▶ _Written task_
Recast the part of the rows that opens at the very first line and closes with the line containing "[(107, 52)]" as a JSON list of strings, one string per line, leaving out blank lines.

Point placement rows
________________

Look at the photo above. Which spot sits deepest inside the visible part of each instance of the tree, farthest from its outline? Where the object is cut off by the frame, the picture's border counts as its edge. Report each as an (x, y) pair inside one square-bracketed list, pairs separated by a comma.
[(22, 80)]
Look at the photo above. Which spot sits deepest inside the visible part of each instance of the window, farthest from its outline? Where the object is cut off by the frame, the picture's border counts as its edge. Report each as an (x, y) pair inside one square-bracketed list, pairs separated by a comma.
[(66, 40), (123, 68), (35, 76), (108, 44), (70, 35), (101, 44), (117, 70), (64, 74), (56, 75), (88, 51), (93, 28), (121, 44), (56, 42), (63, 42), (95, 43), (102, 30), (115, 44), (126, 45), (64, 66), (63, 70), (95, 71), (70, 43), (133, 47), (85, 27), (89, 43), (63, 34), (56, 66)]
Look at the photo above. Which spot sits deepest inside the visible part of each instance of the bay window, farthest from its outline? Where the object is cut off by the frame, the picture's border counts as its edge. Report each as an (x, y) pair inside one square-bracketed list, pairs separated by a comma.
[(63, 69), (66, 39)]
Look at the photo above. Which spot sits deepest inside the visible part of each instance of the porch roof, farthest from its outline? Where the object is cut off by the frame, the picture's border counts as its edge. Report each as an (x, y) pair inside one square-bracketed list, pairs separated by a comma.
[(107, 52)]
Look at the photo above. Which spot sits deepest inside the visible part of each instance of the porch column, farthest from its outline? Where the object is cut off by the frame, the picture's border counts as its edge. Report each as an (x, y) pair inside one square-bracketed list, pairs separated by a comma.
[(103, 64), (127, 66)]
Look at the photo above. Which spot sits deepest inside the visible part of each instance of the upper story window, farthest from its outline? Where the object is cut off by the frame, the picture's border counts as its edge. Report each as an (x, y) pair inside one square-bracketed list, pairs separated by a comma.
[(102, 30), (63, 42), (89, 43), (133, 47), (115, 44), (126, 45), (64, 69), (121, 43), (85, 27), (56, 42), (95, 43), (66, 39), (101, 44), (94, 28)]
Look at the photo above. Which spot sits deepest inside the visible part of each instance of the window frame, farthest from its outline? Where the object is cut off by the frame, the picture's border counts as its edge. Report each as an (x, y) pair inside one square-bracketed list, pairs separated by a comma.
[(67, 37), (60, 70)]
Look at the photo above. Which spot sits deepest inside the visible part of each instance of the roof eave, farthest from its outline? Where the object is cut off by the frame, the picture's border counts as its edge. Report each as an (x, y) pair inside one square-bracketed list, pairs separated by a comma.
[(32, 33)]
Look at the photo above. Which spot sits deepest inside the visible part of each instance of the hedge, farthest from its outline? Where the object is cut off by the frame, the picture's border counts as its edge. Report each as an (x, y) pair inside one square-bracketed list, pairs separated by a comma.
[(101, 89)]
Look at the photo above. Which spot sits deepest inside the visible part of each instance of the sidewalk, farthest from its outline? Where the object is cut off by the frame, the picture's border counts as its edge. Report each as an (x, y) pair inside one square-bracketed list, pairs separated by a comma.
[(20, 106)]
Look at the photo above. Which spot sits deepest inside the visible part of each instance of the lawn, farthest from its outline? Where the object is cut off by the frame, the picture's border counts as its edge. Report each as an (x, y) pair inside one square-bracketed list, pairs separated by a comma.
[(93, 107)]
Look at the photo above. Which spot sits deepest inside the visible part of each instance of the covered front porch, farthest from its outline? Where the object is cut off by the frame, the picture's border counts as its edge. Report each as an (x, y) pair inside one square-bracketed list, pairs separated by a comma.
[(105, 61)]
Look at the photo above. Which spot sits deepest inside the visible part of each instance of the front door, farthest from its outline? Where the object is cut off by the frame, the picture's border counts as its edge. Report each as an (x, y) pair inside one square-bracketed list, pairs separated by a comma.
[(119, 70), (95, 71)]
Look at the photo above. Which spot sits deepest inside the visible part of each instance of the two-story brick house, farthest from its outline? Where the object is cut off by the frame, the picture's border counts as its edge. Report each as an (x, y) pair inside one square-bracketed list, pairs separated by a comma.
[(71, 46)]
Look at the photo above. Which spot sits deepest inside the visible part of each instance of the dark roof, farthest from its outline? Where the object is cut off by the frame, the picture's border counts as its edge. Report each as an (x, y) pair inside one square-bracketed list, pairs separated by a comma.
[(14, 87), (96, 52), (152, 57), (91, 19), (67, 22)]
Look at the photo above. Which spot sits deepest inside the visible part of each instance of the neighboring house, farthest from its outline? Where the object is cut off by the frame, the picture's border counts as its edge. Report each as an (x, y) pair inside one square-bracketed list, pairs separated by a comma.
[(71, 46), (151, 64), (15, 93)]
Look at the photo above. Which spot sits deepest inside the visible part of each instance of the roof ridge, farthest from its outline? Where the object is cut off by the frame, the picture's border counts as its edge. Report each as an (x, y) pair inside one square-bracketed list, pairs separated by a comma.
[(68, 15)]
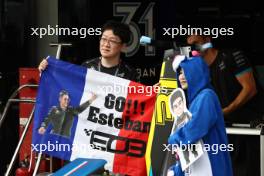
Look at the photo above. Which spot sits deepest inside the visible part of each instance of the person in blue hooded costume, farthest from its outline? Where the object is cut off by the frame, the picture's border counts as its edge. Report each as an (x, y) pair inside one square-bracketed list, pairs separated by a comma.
[(206, 124)]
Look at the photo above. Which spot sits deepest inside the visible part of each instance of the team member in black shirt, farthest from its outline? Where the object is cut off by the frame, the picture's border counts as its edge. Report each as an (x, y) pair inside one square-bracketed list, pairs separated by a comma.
[(115, 36), (240, 96)]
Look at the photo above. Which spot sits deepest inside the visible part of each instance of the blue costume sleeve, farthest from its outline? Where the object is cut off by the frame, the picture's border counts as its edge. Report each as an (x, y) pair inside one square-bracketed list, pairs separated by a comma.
[(204, 114)]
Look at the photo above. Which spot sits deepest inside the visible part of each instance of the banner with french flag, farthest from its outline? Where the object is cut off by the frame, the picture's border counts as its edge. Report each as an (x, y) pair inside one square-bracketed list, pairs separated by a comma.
[(114, 125)]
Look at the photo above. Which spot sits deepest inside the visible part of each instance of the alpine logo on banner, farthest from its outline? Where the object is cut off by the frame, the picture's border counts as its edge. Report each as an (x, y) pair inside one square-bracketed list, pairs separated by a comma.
[(82, 113)]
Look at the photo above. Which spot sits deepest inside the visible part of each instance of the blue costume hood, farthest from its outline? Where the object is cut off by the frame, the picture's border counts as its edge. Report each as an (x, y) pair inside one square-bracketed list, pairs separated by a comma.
[(207, 122), (197, 75)]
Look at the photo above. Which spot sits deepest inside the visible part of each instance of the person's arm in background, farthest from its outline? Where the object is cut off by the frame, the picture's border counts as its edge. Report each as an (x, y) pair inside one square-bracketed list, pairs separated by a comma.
[(249, 89), (244, 75)]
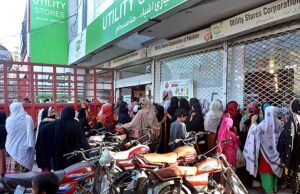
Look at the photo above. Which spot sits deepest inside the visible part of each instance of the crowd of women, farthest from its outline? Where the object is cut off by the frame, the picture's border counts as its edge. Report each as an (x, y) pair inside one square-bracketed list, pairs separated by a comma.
[(268, 145)]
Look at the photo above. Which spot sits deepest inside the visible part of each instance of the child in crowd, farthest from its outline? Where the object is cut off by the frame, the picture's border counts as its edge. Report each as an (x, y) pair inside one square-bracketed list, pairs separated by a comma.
[(178, 128), (45, 183)]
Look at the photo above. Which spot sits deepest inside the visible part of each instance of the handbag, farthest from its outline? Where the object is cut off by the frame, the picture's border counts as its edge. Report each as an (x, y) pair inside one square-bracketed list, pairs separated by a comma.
[(240, 159)]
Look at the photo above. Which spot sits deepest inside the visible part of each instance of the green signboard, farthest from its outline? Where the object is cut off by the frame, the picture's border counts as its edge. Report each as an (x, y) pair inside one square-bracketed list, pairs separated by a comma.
[(49, 31), (123, 16)]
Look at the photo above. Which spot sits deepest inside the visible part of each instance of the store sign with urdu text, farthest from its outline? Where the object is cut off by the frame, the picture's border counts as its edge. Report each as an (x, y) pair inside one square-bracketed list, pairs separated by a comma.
[(180, 43), (263, 15), (179, 88), (49, 31), (122, 17)]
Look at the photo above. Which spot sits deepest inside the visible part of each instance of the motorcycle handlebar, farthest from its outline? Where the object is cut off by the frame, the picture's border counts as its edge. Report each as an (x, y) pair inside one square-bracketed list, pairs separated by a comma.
[(193, 139), (83, 152), (218, 145)]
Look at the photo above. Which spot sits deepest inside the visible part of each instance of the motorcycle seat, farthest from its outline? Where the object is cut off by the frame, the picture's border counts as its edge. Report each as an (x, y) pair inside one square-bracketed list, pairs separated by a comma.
[(175, 171), (124, 155), (78, 166), (169, 158), (22, 179), (183, 150)]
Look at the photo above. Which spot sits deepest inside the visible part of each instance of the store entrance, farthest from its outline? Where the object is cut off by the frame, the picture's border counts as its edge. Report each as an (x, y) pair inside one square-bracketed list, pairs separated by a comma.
[(136, 92)]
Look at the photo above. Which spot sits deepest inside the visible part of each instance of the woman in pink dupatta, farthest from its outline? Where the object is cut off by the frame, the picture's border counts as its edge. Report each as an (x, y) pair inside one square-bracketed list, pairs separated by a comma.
[(230, 148), (145, 119)]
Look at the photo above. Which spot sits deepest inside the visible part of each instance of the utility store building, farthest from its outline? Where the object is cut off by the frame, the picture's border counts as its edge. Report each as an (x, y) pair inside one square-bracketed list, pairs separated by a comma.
[(230, 50)]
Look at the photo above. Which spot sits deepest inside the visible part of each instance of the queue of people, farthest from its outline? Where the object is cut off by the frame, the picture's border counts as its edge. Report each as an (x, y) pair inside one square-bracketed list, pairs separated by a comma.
[(270, 147)]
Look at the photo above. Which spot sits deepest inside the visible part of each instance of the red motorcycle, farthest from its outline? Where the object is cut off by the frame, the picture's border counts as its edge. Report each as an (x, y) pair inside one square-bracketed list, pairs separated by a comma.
[(126, 176), (76, 177), (196, 179)]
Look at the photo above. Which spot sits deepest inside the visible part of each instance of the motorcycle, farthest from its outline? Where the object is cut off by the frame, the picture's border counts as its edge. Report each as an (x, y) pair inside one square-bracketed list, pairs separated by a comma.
[(115, 167), (196, 179), (126, 176), (77, 177)]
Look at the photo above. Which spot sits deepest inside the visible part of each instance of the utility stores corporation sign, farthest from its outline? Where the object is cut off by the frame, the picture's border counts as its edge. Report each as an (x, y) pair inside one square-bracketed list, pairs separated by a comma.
[(49, 10), (266, 14)]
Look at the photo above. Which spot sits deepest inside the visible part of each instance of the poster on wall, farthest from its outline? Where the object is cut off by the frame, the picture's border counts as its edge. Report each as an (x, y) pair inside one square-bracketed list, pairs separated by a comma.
[(179, 88), (127, 98), (49, 31)]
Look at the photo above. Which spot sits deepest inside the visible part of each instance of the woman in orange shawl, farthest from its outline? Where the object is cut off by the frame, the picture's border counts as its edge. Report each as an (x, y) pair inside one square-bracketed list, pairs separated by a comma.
[(106, 116), (145, 119), (90, 114)]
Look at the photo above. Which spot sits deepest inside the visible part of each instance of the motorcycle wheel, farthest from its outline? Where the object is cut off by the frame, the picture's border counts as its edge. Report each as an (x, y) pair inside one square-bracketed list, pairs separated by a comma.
[(235, 183), (171, 189), (142, 186), (102, 185)]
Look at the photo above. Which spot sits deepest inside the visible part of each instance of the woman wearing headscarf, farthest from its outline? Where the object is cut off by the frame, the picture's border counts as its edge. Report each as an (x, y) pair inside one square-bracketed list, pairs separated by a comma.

________________

▶ _Written answer_
[
  "Look at the photo above. Which spot sits deepest inside the visible part of each instance of the tree, farthest from its outline? Where the object is cut off by the frame, the picture's border counts as its edge. Report each as an (x, y) pair inside one square-bracketed list, pairs separated by a comma.",
  "[(22, 80)]",
  "Look at the photo above. Which spot sits deepest inside the visible part of each instance of the window, farthest from its outline? Where the object is cut off by the frame, the picture's border counts as its edge. Report each as an (x, y) pair inside one square-bracketed list, pairs separated by a comma.",
  "[(66, 40), (123, 68), (35, 76), (108, 44), (70, 35), (101, 44), (117, 70), (64, 74), (56, 75), (88, 51), (93, 28), (121, 44), (56, 42), (63, 42), (95, 43), (102, 30), (115, 44), (126, 45), (64, 66), (63, 70), (95, 71), (70, 43), (133, 47), (85, 27), (89, 43), (63, 34), (56, 66)]",
  "Look at the photo above. Which spot sits deepest inside the visible part of each instance of the bay window, farthest from its outline? Where the object is cut off by the frame, the picture's border counts as its edge. Report each as an (x, y) pair inside one square-bracketed list, pairs separated by a comma.",
  "[(63, 69), (66, 39)]",
  "Look at the photo above. Which spot sits deepest inside the visible part of each instance of the porch roof, farthest from its outline? Where the object is cut off by the frame, the picture's border counts as its edge. Report each as an (x, y) pair inside one square-bracketed list, pairs separated by a comma.",
  "[(107, 52)]"
]